### GIVEN PROBLEM
Select and copy every line of the records below that contains the string "tent". Matches must agree in case.

### EXERCISE MATERIAL
-- start --

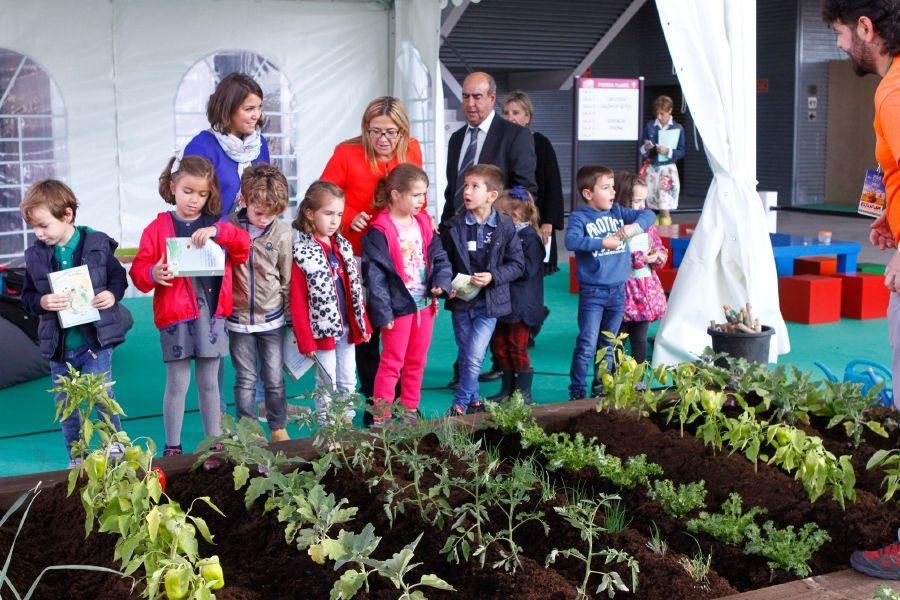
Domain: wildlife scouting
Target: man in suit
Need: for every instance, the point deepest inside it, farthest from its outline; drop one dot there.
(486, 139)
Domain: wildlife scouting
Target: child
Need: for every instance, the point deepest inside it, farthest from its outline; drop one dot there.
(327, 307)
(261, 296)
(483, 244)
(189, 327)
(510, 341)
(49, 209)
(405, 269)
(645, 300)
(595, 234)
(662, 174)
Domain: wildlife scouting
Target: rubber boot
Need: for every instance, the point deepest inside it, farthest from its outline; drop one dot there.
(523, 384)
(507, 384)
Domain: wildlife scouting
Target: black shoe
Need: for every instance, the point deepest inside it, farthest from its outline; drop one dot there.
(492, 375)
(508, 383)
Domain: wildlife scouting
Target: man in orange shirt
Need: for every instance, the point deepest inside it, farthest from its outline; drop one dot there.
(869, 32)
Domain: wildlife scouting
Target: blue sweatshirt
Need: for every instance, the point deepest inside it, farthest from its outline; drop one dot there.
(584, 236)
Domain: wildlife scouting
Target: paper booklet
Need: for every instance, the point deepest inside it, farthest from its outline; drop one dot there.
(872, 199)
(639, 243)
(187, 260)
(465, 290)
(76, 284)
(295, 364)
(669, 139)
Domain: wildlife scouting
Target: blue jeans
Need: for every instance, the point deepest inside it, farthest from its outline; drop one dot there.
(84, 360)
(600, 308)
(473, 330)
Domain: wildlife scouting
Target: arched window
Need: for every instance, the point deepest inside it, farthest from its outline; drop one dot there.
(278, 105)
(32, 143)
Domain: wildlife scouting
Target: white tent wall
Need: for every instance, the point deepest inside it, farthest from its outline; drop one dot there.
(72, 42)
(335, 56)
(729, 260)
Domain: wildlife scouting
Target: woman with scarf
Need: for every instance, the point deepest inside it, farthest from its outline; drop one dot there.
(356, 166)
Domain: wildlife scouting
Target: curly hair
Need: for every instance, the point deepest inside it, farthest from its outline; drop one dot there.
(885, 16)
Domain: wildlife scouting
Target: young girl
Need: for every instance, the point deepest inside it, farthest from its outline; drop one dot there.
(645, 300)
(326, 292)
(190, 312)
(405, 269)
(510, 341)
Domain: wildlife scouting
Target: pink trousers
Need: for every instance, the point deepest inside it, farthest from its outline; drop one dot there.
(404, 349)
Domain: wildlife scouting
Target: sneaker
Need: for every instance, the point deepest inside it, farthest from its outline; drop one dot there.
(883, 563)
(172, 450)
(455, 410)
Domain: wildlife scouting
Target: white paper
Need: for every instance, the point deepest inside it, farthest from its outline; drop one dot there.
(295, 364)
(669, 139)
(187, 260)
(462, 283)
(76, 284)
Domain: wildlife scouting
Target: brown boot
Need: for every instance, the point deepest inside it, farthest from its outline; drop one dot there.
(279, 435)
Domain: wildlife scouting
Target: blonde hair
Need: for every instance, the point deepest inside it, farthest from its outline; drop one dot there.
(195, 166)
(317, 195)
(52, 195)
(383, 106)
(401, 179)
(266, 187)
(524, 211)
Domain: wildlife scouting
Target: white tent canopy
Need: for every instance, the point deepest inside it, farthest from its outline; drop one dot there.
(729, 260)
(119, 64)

-- end --
-- start --

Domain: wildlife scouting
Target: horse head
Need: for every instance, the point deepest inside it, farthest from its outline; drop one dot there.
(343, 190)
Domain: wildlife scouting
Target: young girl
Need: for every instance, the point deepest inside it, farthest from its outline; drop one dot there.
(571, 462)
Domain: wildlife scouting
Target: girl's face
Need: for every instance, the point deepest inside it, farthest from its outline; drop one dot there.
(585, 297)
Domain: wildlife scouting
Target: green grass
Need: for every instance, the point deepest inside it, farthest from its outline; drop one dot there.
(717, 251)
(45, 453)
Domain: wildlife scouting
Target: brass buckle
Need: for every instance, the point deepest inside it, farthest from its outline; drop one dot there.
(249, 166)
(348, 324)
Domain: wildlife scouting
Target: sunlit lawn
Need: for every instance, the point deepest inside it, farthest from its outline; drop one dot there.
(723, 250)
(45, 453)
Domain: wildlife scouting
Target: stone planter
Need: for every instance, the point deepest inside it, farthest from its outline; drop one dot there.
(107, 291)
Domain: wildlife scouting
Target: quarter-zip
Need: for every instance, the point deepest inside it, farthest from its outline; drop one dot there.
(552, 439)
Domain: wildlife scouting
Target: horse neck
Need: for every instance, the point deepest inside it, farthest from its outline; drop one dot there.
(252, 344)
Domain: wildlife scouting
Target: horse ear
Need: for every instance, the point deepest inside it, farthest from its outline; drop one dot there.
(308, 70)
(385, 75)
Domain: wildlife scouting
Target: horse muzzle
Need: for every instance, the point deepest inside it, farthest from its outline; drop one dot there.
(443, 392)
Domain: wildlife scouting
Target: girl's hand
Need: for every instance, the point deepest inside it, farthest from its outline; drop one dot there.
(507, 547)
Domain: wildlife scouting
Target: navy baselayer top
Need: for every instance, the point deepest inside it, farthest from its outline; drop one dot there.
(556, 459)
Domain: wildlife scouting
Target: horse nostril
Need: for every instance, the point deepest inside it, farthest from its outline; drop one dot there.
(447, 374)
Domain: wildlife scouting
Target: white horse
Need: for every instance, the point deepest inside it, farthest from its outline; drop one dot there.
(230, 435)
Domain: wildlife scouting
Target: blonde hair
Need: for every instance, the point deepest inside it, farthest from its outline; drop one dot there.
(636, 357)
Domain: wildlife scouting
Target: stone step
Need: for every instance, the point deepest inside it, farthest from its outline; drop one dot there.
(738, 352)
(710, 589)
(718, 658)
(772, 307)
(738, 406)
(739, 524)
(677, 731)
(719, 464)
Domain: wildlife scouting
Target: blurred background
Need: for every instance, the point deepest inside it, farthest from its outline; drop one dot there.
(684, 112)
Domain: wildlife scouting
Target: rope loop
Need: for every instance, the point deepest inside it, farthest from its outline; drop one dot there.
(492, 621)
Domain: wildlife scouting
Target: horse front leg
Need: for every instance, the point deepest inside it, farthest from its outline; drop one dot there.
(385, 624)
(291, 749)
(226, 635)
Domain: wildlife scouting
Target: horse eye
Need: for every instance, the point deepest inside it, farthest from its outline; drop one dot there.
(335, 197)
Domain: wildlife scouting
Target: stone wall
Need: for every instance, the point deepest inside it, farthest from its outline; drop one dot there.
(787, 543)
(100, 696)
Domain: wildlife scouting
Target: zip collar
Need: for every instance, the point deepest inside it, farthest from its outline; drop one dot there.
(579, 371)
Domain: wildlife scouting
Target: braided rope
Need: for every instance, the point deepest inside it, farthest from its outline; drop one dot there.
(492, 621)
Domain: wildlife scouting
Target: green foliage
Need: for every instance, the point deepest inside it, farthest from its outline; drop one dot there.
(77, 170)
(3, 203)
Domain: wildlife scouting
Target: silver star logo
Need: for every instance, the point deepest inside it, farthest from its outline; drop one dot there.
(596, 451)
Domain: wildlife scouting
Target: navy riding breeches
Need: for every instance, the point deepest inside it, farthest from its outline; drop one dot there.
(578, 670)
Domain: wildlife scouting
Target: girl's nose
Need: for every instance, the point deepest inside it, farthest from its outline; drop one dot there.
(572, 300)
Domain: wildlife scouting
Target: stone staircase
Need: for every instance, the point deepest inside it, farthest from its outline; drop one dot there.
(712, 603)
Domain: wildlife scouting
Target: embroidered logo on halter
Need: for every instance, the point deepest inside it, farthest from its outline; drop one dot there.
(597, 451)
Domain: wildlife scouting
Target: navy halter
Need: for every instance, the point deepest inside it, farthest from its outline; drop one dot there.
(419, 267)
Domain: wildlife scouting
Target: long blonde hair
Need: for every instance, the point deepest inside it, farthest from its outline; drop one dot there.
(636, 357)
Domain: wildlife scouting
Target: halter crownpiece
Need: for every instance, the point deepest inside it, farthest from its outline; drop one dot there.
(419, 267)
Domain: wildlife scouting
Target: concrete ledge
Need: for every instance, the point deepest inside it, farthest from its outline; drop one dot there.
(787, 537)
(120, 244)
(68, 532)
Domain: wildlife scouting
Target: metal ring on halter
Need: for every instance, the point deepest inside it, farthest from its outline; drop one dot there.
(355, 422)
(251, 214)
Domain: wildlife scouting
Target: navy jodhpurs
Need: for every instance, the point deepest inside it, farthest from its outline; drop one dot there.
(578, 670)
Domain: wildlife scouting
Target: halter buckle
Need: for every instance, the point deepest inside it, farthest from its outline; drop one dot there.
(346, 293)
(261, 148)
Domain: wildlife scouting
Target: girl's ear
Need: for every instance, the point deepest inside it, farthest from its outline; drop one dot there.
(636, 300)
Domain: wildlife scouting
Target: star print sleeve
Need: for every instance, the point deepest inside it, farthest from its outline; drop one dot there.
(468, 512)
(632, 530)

-- end --
-- start --

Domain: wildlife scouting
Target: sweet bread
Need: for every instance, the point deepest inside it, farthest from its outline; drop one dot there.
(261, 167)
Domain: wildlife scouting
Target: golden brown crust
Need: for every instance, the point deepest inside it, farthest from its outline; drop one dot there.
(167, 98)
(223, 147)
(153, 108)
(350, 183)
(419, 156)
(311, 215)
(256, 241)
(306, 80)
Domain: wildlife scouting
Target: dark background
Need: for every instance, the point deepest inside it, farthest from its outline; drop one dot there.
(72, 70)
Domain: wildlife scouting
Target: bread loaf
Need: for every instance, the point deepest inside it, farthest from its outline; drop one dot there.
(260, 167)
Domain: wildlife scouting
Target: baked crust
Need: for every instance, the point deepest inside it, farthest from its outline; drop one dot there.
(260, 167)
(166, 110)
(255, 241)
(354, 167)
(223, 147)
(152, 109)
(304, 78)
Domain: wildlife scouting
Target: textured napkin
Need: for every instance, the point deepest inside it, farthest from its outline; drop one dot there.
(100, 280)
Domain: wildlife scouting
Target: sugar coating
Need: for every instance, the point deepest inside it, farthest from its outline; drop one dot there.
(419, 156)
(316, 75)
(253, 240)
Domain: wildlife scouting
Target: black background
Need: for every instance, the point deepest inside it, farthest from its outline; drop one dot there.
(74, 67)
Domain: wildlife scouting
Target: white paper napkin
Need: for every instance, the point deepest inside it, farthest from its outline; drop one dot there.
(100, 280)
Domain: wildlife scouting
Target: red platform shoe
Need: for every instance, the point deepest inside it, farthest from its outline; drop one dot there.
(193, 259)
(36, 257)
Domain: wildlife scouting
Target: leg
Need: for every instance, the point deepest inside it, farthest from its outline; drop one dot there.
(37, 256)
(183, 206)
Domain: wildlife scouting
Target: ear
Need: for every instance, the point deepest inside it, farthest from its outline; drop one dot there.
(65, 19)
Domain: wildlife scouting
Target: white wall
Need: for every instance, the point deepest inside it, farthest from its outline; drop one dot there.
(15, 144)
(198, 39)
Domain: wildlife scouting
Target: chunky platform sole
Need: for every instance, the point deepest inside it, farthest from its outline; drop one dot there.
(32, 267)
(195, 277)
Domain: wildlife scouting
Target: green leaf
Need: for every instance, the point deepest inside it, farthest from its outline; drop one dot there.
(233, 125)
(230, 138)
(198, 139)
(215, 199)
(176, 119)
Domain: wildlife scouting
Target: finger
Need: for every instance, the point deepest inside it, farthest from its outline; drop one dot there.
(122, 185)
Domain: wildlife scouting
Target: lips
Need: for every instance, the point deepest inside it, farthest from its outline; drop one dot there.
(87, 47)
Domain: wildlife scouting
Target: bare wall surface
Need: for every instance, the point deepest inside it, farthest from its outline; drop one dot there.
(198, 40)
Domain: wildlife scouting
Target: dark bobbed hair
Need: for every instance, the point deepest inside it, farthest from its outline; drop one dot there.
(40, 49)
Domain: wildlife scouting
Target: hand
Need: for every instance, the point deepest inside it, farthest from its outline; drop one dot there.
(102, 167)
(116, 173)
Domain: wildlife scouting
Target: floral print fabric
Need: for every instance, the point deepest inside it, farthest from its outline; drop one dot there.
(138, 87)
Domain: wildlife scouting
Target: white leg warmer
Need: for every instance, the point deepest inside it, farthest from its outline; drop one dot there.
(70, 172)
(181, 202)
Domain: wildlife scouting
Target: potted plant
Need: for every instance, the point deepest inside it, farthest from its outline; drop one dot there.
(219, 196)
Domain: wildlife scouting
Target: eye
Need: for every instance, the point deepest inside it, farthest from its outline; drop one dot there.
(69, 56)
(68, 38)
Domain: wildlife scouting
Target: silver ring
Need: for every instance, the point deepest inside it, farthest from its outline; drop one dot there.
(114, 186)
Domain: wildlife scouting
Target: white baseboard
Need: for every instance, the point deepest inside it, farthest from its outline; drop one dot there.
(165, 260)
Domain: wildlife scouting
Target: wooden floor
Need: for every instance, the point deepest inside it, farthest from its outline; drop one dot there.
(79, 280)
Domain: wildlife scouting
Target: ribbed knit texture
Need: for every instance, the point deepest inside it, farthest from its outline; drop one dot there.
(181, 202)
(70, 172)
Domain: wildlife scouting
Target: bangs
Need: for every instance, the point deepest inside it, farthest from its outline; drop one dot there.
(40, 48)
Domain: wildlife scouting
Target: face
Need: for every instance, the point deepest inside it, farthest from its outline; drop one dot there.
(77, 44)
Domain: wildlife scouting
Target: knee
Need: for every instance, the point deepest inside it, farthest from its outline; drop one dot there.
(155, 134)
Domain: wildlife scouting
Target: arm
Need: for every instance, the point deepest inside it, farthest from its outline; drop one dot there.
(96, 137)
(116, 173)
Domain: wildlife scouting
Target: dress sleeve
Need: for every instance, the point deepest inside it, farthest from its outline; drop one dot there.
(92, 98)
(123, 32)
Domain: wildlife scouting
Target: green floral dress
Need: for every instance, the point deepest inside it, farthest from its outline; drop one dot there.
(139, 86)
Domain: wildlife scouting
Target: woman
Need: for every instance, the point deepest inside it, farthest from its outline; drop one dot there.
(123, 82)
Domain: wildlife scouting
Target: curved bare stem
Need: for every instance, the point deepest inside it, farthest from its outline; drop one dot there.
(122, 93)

-- end --

### SOLUTION TO THIS PROBLEM
Target: white tent wall
Target: white tent canopy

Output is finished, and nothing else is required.